READING PASSAGE >>
**********
Received 2023 February 3; Accepted 2023 May 27.

Abstract

Background

This study aimed to develop a diabetic kidney disease (DKD) prediction model using long short term memory (LSTM) neural network and evaluate its performance using accuracy, precision, recall, and area under the curve (AUC) of the receiver operating characteristic (ROC) curve.

Methods

The study identified DKD risk factors through literature review and physician focus group, and collected 7 years of data from 6,040 type 2 diabetes mellitus patients based on the risk factors. Pytorch was used to build the LSTM neural network, with 70% of the data used for training and the other 30% for testing. Three models were established to examine the impact of glycosylated hemoglobin (HbA1c), systolic blood pressure (SBP), and pulse pressure (PP) variabilities on the model’s performance.
**********
RECORDED INFORMATION >>
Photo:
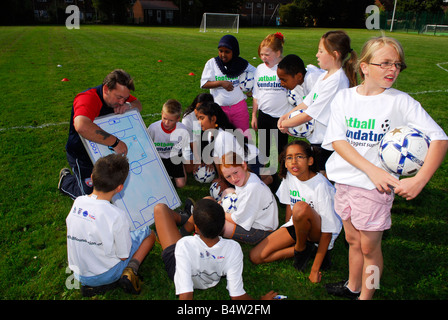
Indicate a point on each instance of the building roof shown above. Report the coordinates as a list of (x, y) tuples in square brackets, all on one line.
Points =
[(158, 5)]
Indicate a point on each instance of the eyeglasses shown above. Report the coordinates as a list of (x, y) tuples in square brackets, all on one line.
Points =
[(388, 65), (296, 157)]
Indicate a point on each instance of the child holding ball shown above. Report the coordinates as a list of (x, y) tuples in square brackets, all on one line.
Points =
[(269, 97), (336, 56), (365, 191), (296, 78), (171, 139), (221, 76), (256, 215), (310, 214)]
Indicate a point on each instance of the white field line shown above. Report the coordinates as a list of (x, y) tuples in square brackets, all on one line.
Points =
[(150, 115)]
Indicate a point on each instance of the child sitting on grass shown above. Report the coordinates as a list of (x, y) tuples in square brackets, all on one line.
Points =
[(171, 139), (199, 261), (102, 251)]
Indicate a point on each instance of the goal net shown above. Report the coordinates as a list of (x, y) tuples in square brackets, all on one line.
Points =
[(220, 22), (435, 29)]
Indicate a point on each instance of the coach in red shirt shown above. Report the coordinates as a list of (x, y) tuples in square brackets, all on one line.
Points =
[(113, 96)]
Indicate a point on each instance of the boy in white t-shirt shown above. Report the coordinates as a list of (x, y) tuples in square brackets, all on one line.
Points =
[(102, 251), (171, 139), (200, 261), (297, 79)]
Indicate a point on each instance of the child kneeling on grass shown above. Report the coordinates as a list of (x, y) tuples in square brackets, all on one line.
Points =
[(199, 261), (102, 251), (310, 214)]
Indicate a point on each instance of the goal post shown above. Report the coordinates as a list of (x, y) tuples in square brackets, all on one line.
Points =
[(220, 22)]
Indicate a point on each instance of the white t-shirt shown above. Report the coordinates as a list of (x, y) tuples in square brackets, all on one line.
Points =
[(256, 206), (363, 121), (199, 266), (225, 142), (311, 76), (271, 96), (98, 236), (169, 144), (194, 129), (318, 192), (319, 99), (220, 95)]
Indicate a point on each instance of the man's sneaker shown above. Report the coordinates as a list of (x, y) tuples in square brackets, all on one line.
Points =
[(130, 282), (340, 289), (64, 172), (88, 291), (301, 257), (326, 263), (187, 212)]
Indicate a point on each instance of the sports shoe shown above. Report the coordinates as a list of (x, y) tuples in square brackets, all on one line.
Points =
[(301, 257), (340, 289), (64, 172), (130, 282), (88, 291), (187, 212)]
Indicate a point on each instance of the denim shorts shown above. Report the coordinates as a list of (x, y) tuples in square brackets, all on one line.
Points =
[(115, 272), (253, 236)]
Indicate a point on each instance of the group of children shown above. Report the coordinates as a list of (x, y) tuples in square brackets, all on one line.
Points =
[(358, 198)]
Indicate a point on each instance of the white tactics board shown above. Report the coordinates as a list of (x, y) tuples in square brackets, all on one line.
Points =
[(148, 182)]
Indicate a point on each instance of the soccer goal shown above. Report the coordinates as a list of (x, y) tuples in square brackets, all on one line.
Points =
[(435, 29), (220, 22)]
**********
TASK DIRECTIONS >> In the abstract on diabetic kidney disease prediction, how many patients' data were collected, and over how many years?

EXERCISE OUTPUT >> Data were collected from 6,040 type 2 diabetes mellitus patients over 7 years.